— BEGIN Quoted passage —
No new comprehensive laws: A turning tide? 

For the first time since 2020, we may not see any new state comprehensive privacy laws enacted this year. This lack of activity is conspicuous and enigmatic. This could be a natural consequence of diminishing marginal returns if the states that were most likely to enact privacy legislation have already done so. It could be simple bad luck, given how unpredictable the legislative process can be. 

Bills in Alabama (HB 283), Oklahoma (SB 546) and Georgia (SB 111) all stumbled at the final steps. Given other events happening at the local, state, federal and global levels, state lawmakers could have had more pressing legislative priorities than privacy this year. Or the content of the bills themselves could have diminished the likelihood of passage, as multiple states considered diverging models from the status quo. Legislators in Maine (LD 1822) and Vermont (H208) once again considered bolder, more-restrictive frameworks, but neither state got as close this year as they did in 2024. 

It remains possible that 2025 could see a new comprehensive privacy law sneak in just before the turn of the year. Massachusetts is making a late push — S2619 passed the Senate by a vote of 40 to 0 on 25 Sept. — but they are working against the clock. That is a Maryland-style bill characterized by the inclusion of strict, substantive data minimization requirements. Pennsylvania is another late mover — HB 78 passed the House 1 Oct. A similar bill passed the Pennsylvania House last year but stalled in the Senate. Michigan (SB 359) and Wisconsin (AB 172) both have active legislative sessions at the time of writing, but neither have progressed a bill out of committee.
— END Quoted passage —
### Given task A:
Reproduce the passage on state privacy laws word for word, from "No new comprehensive" up to and including "process can be.".
### Given task B:
In one to three sentences, explain why the passage on state privacy laws says the bills' content could have made passage less likely.
— BEGIN Records supplied —
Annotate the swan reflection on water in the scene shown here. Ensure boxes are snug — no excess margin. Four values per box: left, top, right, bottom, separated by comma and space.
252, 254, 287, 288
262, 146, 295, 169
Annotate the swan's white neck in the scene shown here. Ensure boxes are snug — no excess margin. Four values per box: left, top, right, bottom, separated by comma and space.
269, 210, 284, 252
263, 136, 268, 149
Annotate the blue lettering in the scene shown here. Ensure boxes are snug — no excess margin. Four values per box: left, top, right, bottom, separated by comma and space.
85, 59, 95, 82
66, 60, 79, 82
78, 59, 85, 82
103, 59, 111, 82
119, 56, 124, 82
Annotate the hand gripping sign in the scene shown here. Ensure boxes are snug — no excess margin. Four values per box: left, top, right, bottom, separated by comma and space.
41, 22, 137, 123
— END Records supplied —
— BEGIN Records supplied —
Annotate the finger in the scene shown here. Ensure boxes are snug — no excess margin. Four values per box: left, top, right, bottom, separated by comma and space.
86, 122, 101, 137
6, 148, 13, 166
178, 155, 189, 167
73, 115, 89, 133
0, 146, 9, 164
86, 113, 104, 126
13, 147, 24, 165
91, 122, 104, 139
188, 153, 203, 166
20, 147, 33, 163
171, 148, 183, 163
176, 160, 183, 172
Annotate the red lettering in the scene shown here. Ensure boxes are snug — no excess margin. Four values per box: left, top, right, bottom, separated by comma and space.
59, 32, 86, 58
— END Records supplied —
### Task result A:
No new comprehensive laws: A turning tide? 

For the first time since 2020, we may not see any new state comprehensive privacy laws enacted this year. This lack of activity is conspicuous and enigmatic. This could be a natural consequence of diminishing marginal returns if the states that were most likely to enact privacy legislation have already done so. It could be simple bad luck, given how unpredictable the legislative process can be.

### Task result B:
Several states considered models that diverged from the status quo. Maine and Vermont, for example, again weighed bolder, more-restrictive frameworks.